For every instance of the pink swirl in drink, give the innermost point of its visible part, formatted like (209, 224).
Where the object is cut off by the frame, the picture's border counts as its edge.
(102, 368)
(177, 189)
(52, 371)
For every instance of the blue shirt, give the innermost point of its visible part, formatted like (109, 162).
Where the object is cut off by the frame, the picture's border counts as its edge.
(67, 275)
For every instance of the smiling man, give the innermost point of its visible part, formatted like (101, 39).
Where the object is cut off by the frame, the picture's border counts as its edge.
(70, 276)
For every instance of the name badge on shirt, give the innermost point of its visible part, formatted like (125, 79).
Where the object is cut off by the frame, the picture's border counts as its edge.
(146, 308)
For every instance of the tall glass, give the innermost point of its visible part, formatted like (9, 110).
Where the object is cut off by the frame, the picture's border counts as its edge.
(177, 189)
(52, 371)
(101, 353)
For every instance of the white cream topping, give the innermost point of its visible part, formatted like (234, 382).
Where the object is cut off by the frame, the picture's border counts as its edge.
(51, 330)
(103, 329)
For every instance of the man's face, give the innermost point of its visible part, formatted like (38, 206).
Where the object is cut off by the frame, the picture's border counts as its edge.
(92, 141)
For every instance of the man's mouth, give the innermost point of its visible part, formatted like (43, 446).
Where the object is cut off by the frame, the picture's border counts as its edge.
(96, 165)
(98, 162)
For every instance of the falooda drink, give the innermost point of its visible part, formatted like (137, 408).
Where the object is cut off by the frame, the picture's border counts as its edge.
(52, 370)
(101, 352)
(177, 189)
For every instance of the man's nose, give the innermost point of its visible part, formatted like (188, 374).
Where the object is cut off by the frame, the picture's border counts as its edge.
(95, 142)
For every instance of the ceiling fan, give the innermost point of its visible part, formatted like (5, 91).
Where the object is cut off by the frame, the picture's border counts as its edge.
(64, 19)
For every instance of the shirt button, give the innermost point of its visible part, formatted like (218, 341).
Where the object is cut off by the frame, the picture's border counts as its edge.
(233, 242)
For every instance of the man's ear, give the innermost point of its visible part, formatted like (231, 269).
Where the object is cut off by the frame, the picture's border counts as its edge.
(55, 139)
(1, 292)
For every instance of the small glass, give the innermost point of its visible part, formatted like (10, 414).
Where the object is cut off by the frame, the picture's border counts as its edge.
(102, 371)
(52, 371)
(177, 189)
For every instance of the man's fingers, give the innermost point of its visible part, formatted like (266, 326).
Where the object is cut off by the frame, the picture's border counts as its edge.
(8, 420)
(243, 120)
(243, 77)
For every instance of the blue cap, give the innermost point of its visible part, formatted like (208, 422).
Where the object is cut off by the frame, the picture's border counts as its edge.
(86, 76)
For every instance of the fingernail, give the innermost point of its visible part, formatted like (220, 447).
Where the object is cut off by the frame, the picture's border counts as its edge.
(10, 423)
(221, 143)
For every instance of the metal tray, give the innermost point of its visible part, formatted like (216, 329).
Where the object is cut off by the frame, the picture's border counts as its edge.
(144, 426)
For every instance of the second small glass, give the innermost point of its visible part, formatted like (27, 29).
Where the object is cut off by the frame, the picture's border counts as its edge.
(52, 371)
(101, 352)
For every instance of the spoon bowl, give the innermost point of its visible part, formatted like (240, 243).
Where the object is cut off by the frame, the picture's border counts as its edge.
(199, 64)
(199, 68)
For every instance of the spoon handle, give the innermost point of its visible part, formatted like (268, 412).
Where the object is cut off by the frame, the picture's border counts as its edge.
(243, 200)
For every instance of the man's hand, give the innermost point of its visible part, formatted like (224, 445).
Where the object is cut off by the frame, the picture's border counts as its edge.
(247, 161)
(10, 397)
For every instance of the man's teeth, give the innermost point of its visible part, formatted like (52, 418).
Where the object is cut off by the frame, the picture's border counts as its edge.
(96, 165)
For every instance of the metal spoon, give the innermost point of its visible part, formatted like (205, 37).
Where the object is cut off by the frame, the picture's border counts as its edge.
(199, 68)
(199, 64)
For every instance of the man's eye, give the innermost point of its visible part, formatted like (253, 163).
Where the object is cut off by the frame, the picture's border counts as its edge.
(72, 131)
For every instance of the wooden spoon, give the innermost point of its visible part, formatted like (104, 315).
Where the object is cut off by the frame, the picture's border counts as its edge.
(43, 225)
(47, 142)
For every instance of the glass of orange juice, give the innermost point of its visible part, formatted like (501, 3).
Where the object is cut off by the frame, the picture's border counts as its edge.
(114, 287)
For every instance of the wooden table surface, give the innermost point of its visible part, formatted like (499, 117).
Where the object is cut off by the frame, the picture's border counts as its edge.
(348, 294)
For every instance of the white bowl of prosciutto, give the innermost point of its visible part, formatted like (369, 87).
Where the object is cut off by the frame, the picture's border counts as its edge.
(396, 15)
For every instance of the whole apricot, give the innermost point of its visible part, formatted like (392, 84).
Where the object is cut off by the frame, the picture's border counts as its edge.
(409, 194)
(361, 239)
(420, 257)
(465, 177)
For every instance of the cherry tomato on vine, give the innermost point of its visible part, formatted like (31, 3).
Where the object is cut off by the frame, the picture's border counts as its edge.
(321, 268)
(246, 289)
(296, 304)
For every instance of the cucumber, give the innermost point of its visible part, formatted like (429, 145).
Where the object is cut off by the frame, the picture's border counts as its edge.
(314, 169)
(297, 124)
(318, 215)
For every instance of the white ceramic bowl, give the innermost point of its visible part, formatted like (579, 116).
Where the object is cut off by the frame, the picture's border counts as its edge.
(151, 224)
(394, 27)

● **WHAT YOU NEED TO DO**
Retype the records above exactly.

● **RESPONSE AREA**
For every instance of the pink swirl in drink, give the innermost point of its visible part, formatted like (209, 224).
Where the object is cut off by the frame, the picture's border counts as its edge.
(102, 368)
(177, 189)
(52, 371)
For every instance of the blue shirt, give the innermost point of its visible part, formatted like (109, 162).
Where the object is cut off by the frame, the picture's border counts as its edge.
(67, 275)
For every instance of the smiling man, give the innermost point of its visible part, formatted like (101, 39).
Where the object is cut off by the frame, the picture's border counts as its edge.
(70, 276)
For every instance of the name badge on shirt, give the innermost point of its visible part, formatted like (125, 79).
Where the object is cut off by the frame, the picture's border counts as its edge.
(146, 308)
For every instance of the tall glass, give the innermost point of its visible part, formatted like (9, 110).
Where the object is cut off by the frame, the picture's border counts as its edge.
(177, 189)
(52, 371)
(101, 353)
For every instance of the white cream topping, give the innermost point of its visible part, formatted like (234, 382).
Where the object is cut off by the frame, the picture's border counts as its edge.
(51, 330)
(103, 329)
For every instance of the man's face, give the innermost point of its visible part, formatted like (38, 206).
Where the object is cut off by the frame, the picture's border counts as its edge.
(92, 141)
For every instance of the man's mouth, give the innermost point of its visible part, formatted like (43, 446).
Where the object is cut off by the frame, the picture's border counts as its edge.
(96, 165)
(98, 162)
For every instance of the falooda drink, give the innermost point of its visible part, formatted like (137, 408).
Where the object is cut off by the frame, the picture's border counts as its edge.
(52, 370)
(101, 352)
(177, 189)
For every instance of the man's nose, give the innermost point of its visible part, formatted like (188, 374).
Where the object is cut off by the frame, the picture's border counts as its edge.
(95, 142)
For every instance of the ceiling fan, give the innermost point of its visible part, formatted like (5, 91).
Where the object is cut off by the frame, the picture's border counts as its edge.
(64, 19)
For every instance of the shirt button, give the innermost point of its visible part, formatted like (218, 341).
Where the object is cut off by the frame, the picture's border counts as its edge.
(233, 242)
For every instance of the man's ear, give the innermost point of its visible part, formatted like (231, 269).
Where the object is cut off by the frame, the picture's border counts as its edge.
(55, 139)
(1, 292)
For every instance of the small glass, give the innermost point of its visible part, formatted like (10, 414).
Where the object is cut off by the frame, the picture's border counts as its edge.
(102, 371)
(52, 371)
(177, 189)
For every instance of the man's fingers, give the innermost point of its visible part, formatted like (266, 326).
Where the object is cut off by the frame, the picture's border counts as its edge.
(8, 420)
(243, 120)
(243, 77)
For every instance of the blue cap, give the innermost point of its visible part, formatted like (208, 422).
Where the object is cut off by the frame, the picture's border counts as its edge.
(86, 76)
For every instance of the fingernail, give the innermost point of its visible part, formatted like (220, 447).
Where the object is cut off by the frame, the picture's border counts as its edge.
(10, 423)
(221, 143)
For every instance of the metal tray, give the innermost point of its visible part, formatted like (216, 329).
Where the object is cut off by the frame, the picture's border counts as its edge.
(144, 426)
For every instance of the second small glass, give the innermost point of its visible part, formatted like (27, 29).
Where the object is cut off by the frame, the picture's border counts as its edge.
(52, 371)
(101, 352)
For every instance of the spoon bowl, give the innermost point of its visible part, formatted like (240, 243).
Where the object is cut off by the frame, the picture's border counts as its edge.
(199, 64)
(199, 68)
For every instance of the spoon handle, give the innermost point of its visible part, formatted like (268, 412).
Where the object is cut off by the frame, the picture's border counts as its edge.
(243, 200)
For every instance of the man's hand, give the innermost point of its visible part, formatted like (224, 445).
Where the object is cut off by the frame, the picture's border counts as its edge.
(247, 161)
(10, 397)
For every instance of the man's teeth, give the innermost point of its visible part, formatted like (52, 418).
Where the object is cut off by the frame, the picture's border counts as its edge.
(96, 165)
For every instance of the metal spoon, give the innermost point of its visible part, formatted like (205, 37).
Where the object is cut off by the frame, the picture's border counts as its edge.
(199, 68)
(199, 64)
For every instance of the man's eye, give the innermost point of its visible part, formatted like (253, 163).
Where the object is cut off by the frame, the picture's border counts as its edge.
(72, 131)
For every instance of the wooden spoon, give the innermost point of its visible part, formatted like (104, 315).
Where the object is cut off by the frame, the picture's border counts as its edge.
(43, 225)
(47, 142)
For every instance of the glass of orange juice, give the innermost point of its visible part, formatted like (501, 3).
Where the object is cut off by the frame, the picture's border counts as its edge.
(114, 287)
For every instance of the wooden table surface, give the innermost point of its visible part, formatted like (499, 117).
Where the object is cut off by the frame, the picture's border counts as its edge.
(348, 294)
For every instance of the white bowl of prosciutto, give the innermost point of its visible part, formatted like (369, 87).
Where the object is cut off by the frame, the picture's border counts as its edge.
(396, 15)
For every instance of the whole apricot, give the innermost point of its visible part, formatted like (392, 84).
Where the object is cut off by the frame, the picture's border counts as its edge.
(409, 194)
(361, 239)
(420, 257)
(465, 177)
For every instance of the cherry tomato on vine, give the innermost point of its visible part, formatted like (31, 3).
Where the object is cut off by the frame, the picture's border counts as its edge.
(321, 268)
(246, 289)
(296, 304)
For every instance of the cucumber, give the innermost point of its visible part, formatted like (429, 145).
Where the object is cut off by the frame, the picture's border counts as its edge.
(314, 169)
(297, 124)
(318, 215)
For every instance of the white ceramic bowl, give the innermost point of its visible part, formatted like (579, 116).
Where the object is cut off by the frame, the picture's border counts as its edge.
(151, 224)
(394, 27)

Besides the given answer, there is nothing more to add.